TASK LIST:
a. In the passage on the Karhu ascertainability ruling, what method did Judge Martin agree the plaintiff belatedly offered to identify class members?
b. List every type of relief for class actions mentioned in the passage on the Karhu ascertainability ruling.

GIVEN PASSAGE:
........

Karhu also argued that the ascertainability requirement will put an end to small-dollar class actions. This policy argument has proven persuasive with several district court judges in the Ninth Circuit, and was the subject of an amicus brief by Public Citizen in a case awaiting oral argument in that circuit, Jones v. ConAgra. Judge Goldberg did not share Karhu’s concerns. He noted that in Karhu’s motion to amend the class certification denial, he proposed class member identification methods which, had he included them in his certification motion, may have met the ascertainability requirement. In her concurrence, Judge Martin agreed that the plaintiff belatedly offered a method—subpoenaing retailers for their records—that could feasibly identify class members. Because her fears over the future of small-dollar class actions were more pronounced than the majority’s, Judge Martin also argued that self-identification “can and should be a sufficient means of ascertaining a class.”
Regretfully, the majority in Karhu missed an opportunity to more forcefully respond to Judge Martin’s hand-wringing over the future of class actions with two retorts, both of which Washington Legal Foundation addressed in its Jones v. ConAgra amicus brief. First, the ascertainability requirement only applies for money-damage class actions, under Rule 23(b)(3). Plaintiffs need not prove ascertainability in actions for injunctive or declaratory relief under Rule 23(b)(2). While such actions right the wrongs alleged by plaintiffs, their lawyers would likely reap far lower attorneys’ fees, which is of course why the class-action bar so fiercely opposes ascertainability for money-damage classes.

........

RECORD EXTRACTS:
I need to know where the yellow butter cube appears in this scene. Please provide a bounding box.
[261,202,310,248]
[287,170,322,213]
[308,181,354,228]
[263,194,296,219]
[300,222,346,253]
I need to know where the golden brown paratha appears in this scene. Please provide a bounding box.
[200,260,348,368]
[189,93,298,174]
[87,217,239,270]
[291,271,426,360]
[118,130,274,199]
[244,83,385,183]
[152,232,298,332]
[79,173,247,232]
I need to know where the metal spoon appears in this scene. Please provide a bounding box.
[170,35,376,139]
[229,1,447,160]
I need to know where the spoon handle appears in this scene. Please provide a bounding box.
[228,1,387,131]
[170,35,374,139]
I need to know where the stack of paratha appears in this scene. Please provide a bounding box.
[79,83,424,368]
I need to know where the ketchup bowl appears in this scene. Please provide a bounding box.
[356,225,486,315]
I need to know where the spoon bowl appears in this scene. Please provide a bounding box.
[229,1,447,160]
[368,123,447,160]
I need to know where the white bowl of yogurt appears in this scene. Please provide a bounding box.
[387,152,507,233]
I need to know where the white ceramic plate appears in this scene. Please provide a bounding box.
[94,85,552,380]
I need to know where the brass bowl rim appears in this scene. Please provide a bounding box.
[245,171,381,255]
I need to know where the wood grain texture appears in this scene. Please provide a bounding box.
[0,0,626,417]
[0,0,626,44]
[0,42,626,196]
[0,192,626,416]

........

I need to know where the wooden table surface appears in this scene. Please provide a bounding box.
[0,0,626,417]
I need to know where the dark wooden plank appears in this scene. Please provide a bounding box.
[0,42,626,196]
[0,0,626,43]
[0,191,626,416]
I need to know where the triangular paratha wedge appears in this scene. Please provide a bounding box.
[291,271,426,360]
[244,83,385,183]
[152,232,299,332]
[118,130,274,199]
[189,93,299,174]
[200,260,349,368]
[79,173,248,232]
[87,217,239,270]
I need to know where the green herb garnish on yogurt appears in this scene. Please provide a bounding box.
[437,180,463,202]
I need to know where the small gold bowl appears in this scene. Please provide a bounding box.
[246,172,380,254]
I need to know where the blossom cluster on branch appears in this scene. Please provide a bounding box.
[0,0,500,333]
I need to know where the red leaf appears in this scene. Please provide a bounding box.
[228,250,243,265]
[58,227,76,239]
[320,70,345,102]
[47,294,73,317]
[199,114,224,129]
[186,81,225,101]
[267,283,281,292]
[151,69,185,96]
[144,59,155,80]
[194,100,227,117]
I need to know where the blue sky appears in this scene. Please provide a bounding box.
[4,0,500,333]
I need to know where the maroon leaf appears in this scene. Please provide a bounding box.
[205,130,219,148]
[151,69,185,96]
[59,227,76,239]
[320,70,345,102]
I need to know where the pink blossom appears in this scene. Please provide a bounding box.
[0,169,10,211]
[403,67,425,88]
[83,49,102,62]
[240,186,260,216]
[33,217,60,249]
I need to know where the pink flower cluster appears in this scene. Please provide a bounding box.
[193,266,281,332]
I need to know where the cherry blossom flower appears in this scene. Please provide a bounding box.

........

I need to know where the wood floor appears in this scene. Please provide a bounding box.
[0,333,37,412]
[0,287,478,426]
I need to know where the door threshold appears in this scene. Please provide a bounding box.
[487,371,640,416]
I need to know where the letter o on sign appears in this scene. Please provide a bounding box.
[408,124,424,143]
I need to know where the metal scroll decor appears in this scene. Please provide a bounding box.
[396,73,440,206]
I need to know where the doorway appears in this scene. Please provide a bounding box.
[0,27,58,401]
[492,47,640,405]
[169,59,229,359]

........

TASK SOLUTIONS:
a. Subpoenaing retailers for their records.

b. Money damages, injunctive relief, declaratory relief